The answer should hold exactly the lines of the entries below from the one containing "Exercise. Locate the pavement" through the last line, both included.
+++++
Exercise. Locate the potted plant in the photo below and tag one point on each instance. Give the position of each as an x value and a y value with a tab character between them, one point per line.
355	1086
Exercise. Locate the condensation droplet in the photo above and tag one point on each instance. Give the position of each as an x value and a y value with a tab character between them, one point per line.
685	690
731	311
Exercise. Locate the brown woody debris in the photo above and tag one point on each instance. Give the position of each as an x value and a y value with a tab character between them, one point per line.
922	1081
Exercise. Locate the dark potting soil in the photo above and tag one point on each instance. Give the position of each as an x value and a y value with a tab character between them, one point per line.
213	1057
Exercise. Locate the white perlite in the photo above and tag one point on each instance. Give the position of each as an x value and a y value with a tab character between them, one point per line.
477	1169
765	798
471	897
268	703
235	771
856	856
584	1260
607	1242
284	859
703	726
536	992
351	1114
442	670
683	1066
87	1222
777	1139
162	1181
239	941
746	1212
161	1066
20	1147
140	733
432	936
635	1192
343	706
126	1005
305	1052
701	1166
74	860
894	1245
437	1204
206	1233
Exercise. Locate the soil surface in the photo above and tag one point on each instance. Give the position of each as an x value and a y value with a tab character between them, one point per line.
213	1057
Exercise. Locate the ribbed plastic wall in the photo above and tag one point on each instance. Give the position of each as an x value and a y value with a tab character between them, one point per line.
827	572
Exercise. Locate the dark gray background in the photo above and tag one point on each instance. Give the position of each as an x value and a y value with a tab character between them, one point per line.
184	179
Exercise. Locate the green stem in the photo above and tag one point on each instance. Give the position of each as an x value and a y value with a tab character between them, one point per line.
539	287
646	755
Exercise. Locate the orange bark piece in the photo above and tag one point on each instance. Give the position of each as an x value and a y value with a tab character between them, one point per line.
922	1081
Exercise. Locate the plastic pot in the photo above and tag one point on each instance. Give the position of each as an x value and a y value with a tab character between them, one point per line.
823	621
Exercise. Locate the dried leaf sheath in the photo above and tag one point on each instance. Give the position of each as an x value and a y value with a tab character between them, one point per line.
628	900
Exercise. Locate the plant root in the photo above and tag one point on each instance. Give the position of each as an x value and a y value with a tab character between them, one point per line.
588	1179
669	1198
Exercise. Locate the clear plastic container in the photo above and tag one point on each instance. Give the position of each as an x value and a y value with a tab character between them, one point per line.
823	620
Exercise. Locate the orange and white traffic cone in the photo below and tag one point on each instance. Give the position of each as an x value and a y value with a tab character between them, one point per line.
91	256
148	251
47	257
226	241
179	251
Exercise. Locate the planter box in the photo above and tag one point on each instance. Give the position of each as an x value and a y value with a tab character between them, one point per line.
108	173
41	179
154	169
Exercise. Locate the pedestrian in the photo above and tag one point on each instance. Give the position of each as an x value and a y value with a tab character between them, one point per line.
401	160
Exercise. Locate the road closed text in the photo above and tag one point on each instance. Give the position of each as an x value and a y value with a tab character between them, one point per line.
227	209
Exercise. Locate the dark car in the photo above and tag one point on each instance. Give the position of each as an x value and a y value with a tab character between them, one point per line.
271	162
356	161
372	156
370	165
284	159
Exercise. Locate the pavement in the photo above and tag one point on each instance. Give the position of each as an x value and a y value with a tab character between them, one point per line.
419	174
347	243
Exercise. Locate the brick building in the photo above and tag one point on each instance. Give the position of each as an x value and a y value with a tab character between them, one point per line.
+++++
# [RESULT OF THIS EXERCISE]
Exercise. Locate the pavement in the photo above and tag one point on each instance. Give the position of each as an x value and a y value with a tab character between them, one point per line.
419	174
347	243
Exercise. Locate the brick building in the photo above and tag one point on each instance. Give the position of each as an x value and a y value with a tab character between them, one point per line.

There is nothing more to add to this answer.